## Text excerpt
● ● ● ● ●

We've been discussing this for a couple of weeks now. 

The latest update is here:

https://www.expatforum.com/expats/b...-living-uk/1466186-important-information.html


----------



## elizaryan (Jul 20, 2017)

Thought I would weight in on this discussion. I have been prepping my application for SET (M) which I am now eligible to submit as my current FLR (M) expires 6th Dec. 

I found the online application to work very well and it largely mirrors all the questions that were on the previous paper form (which I had prepped already not knowing the system would move online). The online process is easier in that it is less confusing which sections can be left out on the paper form, whereas the online options eliminate sections based on previous answers, etc. I found it to be largely intuitive.

The only issue I have found so far, is that I distinctly remember answering a section about "Other reasons to request to remain in the UK" or something like that (which on the paper form is just a write-in blank box). I am unable to find it by renavigating the online system so I can't recall exactly what it said, which is frustrating as I like to check everything through with my husband to make sure I haven't made any mistakes. I think it is a glitch and I'll try to bring it up at my appointment (and/or discuss it in the feedback survey). 

Can you guys advise on this section? I was understanding that it would be good to talk about my role in raising our British citizen children because whilst I will be successful in being granted ILR, should my marriage break down or something crazy happen that would make the UK want to revoke this, having NOT put other reasons for wanting to remain in the UK means that it would be easier for them to do that. Is that kind of right?

I vaguely remember from filling it out online that it suggested providing documents related to our children, such as their birth certificates, correspondence about them to myself and my husband at our address, etc. But again, I can't seem to find the section when I am reviewing the application. 

I am ready to submit my application after I go get bank statements today, so that's when I will know about booking the new UKCVAS appointment process (we have already decided not to use the old postal service which is optional until 29th Nov). I'll update again once I've gotten through the next step.

Best
Liza


----------



## shukjag (Mar 2, 2016)

Has anyone seen new appointment process being rolled out for FLR(M) application following the new online form being floated on 9th Nov?


----------



## davidfred85 (Jan 6, 2016)

I haven't but I hope it comes out, our spouse visa expires on December 17th. And my payslips and bank statement arrive are too close to Nov 29th to risk getting a PSC appointment before then.


----------



## Whatshouldwedo (Sep 29, 2013)

Replying to Elizaryan. Thanks for the information. I recall on our FLR(M) paper form, that we filled in that box to which you refer as the instructions on the first page indicated you should do so as you would not be able to appeal on any human rights grounds that were not mentioned in that box. My understanding of the new form is that there are questions regarding whether you would be able to return to your home country if you had to leave. I guess you need to include there any reasons why you need to stay! The problem with online forms is that only applicants can see the questions and so we rely on them to let us know what questions are included in the form. The alternative would be to write a covering letter and upload that with your documents, if that is an option.

● ● ● ● ●

## Provided information
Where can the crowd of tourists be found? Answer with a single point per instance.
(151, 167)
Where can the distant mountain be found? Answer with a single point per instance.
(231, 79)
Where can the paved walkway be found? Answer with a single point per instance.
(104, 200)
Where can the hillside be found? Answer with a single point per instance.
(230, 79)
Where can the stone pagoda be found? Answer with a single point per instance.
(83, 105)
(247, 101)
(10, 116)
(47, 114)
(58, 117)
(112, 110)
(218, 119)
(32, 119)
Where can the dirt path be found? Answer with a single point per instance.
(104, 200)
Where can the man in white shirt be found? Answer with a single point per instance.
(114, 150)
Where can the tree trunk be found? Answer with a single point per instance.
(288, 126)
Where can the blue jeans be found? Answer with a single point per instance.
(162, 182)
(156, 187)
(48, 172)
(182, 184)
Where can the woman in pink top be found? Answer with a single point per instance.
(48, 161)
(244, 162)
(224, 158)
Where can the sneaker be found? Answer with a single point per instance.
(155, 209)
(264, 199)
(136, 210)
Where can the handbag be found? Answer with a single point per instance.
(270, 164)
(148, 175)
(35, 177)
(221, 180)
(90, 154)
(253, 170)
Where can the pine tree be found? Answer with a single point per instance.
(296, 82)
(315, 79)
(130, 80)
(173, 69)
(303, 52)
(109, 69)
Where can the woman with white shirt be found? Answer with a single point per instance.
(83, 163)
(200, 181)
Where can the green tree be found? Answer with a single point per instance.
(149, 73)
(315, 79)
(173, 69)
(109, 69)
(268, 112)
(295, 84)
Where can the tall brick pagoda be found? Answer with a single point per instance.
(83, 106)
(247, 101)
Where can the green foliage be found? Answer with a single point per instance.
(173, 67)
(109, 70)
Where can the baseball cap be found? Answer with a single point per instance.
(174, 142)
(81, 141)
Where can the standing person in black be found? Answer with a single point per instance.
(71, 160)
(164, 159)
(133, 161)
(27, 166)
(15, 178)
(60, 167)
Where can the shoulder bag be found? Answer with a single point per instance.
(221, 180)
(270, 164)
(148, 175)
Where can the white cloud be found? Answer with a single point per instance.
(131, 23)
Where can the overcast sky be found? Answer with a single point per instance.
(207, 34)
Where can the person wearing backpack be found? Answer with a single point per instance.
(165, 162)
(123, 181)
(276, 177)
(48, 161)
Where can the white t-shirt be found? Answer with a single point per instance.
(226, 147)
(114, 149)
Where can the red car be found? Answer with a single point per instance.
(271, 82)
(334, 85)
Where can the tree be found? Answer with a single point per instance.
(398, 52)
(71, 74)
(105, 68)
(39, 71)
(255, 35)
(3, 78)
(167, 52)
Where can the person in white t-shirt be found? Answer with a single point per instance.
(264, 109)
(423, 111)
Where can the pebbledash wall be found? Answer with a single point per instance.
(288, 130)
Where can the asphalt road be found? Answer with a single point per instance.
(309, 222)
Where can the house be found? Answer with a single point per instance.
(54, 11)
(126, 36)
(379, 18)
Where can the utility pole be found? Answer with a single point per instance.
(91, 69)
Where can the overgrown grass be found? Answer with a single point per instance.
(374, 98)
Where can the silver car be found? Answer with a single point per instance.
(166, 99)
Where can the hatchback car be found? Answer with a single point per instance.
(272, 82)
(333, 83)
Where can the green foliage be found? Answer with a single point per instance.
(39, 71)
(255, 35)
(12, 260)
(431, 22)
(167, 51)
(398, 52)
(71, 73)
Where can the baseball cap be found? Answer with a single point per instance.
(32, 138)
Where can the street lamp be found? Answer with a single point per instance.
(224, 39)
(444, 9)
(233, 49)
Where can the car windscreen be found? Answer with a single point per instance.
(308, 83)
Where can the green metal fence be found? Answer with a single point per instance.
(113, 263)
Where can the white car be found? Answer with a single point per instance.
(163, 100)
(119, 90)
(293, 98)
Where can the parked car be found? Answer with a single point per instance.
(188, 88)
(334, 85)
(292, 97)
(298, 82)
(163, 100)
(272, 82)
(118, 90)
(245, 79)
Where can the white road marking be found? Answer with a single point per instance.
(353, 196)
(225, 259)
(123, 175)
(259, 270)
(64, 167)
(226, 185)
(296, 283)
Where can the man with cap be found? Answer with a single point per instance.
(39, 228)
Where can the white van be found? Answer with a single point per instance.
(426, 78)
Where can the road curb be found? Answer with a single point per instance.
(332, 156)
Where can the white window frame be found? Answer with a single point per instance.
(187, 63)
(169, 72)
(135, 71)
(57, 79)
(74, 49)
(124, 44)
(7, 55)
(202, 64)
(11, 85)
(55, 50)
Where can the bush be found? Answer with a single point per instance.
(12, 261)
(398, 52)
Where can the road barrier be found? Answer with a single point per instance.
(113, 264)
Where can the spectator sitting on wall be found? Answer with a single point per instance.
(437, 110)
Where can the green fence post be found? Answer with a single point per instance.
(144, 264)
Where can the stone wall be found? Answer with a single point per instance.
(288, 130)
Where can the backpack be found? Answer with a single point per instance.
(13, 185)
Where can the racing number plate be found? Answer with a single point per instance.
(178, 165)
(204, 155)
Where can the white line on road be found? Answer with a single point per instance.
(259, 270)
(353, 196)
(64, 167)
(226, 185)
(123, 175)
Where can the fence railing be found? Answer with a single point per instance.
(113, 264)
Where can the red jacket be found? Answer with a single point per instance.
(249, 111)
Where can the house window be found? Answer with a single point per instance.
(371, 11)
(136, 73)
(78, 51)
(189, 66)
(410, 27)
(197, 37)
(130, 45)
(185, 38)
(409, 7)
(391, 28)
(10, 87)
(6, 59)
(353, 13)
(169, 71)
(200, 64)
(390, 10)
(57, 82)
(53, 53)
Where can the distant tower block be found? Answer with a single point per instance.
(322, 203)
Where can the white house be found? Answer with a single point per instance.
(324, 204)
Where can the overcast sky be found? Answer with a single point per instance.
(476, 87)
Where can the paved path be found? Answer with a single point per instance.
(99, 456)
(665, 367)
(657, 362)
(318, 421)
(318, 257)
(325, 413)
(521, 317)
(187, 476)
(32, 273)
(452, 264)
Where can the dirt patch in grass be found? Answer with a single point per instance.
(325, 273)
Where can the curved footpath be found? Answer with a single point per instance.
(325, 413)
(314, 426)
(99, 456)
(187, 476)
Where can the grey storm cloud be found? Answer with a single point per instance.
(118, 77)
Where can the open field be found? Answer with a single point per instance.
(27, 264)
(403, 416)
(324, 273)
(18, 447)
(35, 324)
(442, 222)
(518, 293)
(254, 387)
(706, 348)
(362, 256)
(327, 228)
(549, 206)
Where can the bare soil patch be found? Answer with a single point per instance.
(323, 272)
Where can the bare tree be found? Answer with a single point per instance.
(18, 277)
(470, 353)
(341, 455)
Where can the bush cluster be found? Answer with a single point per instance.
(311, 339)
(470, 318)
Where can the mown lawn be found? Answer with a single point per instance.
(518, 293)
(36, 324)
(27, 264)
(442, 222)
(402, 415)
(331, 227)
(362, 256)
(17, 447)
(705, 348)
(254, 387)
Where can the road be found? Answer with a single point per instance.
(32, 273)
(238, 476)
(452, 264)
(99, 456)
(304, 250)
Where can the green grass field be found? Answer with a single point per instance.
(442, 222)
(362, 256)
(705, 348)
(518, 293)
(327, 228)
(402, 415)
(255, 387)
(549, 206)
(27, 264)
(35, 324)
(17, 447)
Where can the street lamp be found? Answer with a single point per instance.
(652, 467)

● ● ● ● ●

## Set tasks
**a)** Select every line in the entries that contains the word "stone".
**b)** Pick up the UK spouse visa forum thread after its last sentence and continue it.

## Exercise answers
**a)**
Where can the stone pagoda be found? Answer with a single point per instance.
Where can the stone wall be found? Answer with a single point per instance.

**b)**
----------



## elizaryan (Jul 20, 2017)

Oh my goodness, I just typed out the longest reply ever to show the rest of my process, but it timed out so here I am doing it again!! Probably not going to include as much detail because I'm tired and my 4 year old is still awake, but if anyone has specific questions, I am happy to try and answer them.

Went back to complete my SET (M) application this evening and found the section about the "Other grounds for wanting to remain in the UK" by using the "Back" button from the "Documents" section rather than clicking on one of the other section headings (which are "Start" "Application" "Finances"). So updated all that appropriately. 

Next went forward to the "Declaration", then "Pay". When you get to the payment section, you have to select whether you want to use the new system or the old postal system. We chose the new system. Then you have the option of "Standard service" which is £2408.20 (including fee for one applicant plus £19.20 biometric enrollment fee) and you can expect a decision within 6 months, or the "Super priority" service which is £3018.20 (including biometrics fee) and gives you a decision the next working day. This sounds like the replacement for the Premium Service which is being phased out.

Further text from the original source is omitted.